Data in this exercise
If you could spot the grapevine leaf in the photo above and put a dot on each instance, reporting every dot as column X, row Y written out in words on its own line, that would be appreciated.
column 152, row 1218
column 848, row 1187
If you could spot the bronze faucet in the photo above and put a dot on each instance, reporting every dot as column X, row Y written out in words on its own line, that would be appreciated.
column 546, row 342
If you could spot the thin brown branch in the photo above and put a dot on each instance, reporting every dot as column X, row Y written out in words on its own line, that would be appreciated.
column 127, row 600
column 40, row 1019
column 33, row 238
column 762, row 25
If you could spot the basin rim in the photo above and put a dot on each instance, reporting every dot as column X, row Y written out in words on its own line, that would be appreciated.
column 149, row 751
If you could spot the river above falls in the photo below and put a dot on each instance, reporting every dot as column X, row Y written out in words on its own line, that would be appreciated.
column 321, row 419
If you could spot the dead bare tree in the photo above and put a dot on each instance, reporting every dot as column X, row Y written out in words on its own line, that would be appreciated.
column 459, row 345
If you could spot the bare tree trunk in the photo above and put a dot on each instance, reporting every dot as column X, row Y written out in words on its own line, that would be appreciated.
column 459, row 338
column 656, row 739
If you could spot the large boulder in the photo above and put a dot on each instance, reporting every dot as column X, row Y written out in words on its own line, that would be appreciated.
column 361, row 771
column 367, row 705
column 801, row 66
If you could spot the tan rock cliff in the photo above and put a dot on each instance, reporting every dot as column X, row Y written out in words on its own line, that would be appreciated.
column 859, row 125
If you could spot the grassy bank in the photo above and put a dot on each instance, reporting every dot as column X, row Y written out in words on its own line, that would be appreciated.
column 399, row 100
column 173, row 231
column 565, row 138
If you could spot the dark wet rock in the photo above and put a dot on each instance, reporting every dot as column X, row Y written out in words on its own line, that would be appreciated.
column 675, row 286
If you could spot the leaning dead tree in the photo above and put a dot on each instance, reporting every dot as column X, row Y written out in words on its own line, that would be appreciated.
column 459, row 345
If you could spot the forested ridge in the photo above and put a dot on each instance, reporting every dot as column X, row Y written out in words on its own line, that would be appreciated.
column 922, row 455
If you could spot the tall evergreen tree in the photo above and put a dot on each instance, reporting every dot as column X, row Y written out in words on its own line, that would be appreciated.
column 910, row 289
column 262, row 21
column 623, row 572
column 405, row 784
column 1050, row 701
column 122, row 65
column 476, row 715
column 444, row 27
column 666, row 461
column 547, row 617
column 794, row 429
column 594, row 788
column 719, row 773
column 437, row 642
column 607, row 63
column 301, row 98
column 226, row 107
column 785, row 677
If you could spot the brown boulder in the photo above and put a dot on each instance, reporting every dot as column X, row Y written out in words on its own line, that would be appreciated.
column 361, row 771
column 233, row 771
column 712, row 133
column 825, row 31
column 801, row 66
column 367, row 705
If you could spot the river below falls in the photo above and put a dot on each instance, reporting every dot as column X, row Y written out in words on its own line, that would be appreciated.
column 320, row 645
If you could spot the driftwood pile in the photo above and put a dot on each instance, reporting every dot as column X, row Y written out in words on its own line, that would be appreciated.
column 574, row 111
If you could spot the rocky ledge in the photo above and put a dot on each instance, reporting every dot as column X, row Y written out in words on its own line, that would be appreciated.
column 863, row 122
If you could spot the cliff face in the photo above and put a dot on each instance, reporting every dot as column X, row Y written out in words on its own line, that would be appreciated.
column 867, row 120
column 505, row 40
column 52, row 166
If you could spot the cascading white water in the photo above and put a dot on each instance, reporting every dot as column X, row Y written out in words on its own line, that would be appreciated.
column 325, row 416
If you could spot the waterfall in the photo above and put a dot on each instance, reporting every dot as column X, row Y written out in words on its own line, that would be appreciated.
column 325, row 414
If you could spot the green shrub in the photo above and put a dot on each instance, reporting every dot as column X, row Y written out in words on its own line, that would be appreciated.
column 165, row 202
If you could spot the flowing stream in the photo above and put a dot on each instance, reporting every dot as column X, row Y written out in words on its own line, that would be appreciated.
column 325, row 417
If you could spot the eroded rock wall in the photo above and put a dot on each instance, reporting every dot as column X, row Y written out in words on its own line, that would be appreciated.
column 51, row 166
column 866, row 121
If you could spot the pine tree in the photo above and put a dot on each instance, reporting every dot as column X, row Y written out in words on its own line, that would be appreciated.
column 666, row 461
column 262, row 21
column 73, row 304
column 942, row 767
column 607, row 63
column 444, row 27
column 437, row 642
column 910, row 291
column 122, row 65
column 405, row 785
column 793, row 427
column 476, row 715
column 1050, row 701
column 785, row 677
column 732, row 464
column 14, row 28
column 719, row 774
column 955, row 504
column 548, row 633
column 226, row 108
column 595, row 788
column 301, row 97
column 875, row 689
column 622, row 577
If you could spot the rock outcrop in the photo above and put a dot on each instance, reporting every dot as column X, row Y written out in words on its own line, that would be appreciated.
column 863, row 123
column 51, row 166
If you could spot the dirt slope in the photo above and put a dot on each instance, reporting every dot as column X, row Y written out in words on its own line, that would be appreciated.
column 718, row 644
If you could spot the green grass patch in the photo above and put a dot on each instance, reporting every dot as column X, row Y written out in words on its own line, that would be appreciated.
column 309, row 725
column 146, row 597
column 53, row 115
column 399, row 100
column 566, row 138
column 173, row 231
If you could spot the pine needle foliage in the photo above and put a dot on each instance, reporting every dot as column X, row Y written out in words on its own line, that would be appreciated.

How to complete this task
The result should consist solely of the lines from the one that contains "If you could spot the green grass" to the last line of the records above, reproduced exactly.

Your response
If you could spot the green grass patch in the photo above and put a dot on each instance, reporting every dot as column X, row Y written out in words on its own line, that would be appreciated.
column 309, row 725
column 146, row 597
column 53, row 115
column 399, row 100
column 566, row 138
column 173, row 231
If you could spot the pine needle foliage in the photo above and put a dot on each instance, reporting every dot as column X, row Y written out in words on its own line, that would be appreciated.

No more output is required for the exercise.